* 依頼事項
(a) ジェリー・リー・ルイスに関する文章のうち、「ルイスの成功は約10年続き、ザ・ビッグ・ボッパーの『Chantilly Lace 』や『Rockin'」を含む語句で始まり「Old Man 』はルイスのアルバムの中でも高い売り上げの1つとなった。」で終わる部分を、一字一句変えずに書き出してもらえますか。
(b) ジェリー・リー・ルイスに関する文章を、最後の文の後から続けて書いてもらえますか。

* 対象の文章
────────

ルイスの成功は約10年続き、ザ・ビッグ・ボッパーの『Chantilly Lace 』や『Rockin' My Life Away 』のカヴァーなどを含む過去のロックの曲もヒットした。21世紀に入り、ルイスはコンサート・ツアーで世界をまわり、新しいアルバムも発表している。2006年のアルバム『Last Man Standing 』は世界中で100万枚以上を売り上げ、彼のアルバム売り上げ記録を更新した。2010年のアルバム『Mean Old Man 』はルイスのアルバムの中でも高い売り上げの1つとなった。
母親は彼をテキサス州ワクサハチーにある神学校Southwestern Assemblies of God University に入学させ、聖歌隊でしか歌えなくなった。しかし『My God Is Real 』をブギウギ調で大胆に演奏した。生徒会長であったピアリー・グリーンは、彼がタレント・ショーで「世俗的な」音楽を演奏したと語った。翌朝学部長はジェリー・リー・ルイスとグリーンを呼び出し、彼らを退学させた。ルイスは「(グリーンは)俺が何を演奏するか知らなかった」ため退学させられるべきではなかったと語った。

────────

* 提供資料
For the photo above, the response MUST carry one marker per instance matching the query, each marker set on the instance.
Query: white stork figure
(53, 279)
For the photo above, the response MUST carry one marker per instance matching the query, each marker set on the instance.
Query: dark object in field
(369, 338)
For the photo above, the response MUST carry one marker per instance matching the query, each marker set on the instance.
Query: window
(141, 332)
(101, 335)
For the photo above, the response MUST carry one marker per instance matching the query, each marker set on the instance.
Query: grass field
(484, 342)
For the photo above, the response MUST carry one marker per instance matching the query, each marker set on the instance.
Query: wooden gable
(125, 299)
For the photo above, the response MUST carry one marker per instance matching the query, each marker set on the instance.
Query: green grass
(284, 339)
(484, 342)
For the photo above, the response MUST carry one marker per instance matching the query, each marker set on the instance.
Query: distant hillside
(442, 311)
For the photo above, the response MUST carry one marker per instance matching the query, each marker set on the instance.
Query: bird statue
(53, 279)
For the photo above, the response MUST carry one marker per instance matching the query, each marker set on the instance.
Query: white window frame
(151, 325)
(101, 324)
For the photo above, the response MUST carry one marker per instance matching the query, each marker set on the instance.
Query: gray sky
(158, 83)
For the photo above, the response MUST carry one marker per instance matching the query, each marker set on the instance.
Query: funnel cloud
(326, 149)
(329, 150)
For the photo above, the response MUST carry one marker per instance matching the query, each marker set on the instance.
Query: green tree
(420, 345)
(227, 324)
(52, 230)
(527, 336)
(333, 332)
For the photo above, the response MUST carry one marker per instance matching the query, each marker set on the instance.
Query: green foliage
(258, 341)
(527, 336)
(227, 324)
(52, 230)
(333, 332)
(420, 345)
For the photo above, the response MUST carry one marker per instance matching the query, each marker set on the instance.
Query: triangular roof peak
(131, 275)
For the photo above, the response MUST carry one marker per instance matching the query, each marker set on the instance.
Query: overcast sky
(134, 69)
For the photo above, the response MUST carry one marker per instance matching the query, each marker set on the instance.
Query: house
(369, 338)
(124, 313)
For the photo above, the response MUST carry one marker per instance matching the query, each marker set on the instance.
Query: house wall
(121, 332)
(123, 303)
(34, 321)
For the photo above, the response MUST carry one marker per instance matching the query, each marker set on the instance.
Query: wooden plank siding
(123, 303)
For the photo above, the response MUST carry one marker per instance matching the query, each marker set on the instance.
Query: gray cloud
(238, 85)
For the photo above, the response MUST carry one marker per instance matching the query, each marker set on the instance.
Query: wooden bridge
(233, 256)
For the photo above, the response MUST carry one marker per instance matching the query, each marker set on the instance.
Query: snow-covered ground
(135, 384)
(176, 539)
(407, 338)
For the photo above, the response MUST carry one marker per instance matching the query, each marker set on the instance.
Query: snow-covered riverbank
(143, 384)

────────

* 課題別の回答
(a)
ルイスの成功は約10年続き、ザ・ビッグ・ボッパーの『Chantilly Lace 』や『Rockin' My Life Away 』のカヴァーなどを含む過去のロックの曲もヒットした。21世紀に入り、ルイスはコンサート・ツアーで世界をまわり、新しいアルバムも発表している。2006年のアルバム『Last Man Standing 』は世界中で100万枚以上を売り上げ、彼のアルバム売り上げ記録を更新した。2010年のアルバム『Mean Old Man 』はルイスのアルバムの中でも高い売り上げの1つとなった。

(b)
1956年11月、サン・レコードのオーディションを受けるためにテネシー州メンフィスに向かった。サン・レコードのオーナーのサム・フィリップスはフロリダ州にいたため会えなかったが、プロデューサー兼エンジニアのジャック・クレメントがルイスが歌うレイ・プライスの『Crazy Arms 』とルイス作の『End of The Road 』をレコーディングした。同年12月、サン・レコード所属のカール・パーキンスやジョニー・キャッシュと同様、ソロとしてだけでなくスタジオ・ミュージシャンとしても多くのレコーディングに参加した。1956年終盤から1957年初頭まで、パーキンスの『マッチボックス』、『Your True Love 』、『You Can Do No Wrong 』、『Put Your Cat Clothes On 』、ビリー・リー・ライリーの『Flyin' Saucers Rock'n'Roll 』などサン・レコード出版のレコードで彼の独特のピアノを聴くことができる。それまではロカビリーでピアノを前面に出すことはなかったが、彼の影響で他のレコード会社もロカビリーにピアノ奏者を取り入れるようになった。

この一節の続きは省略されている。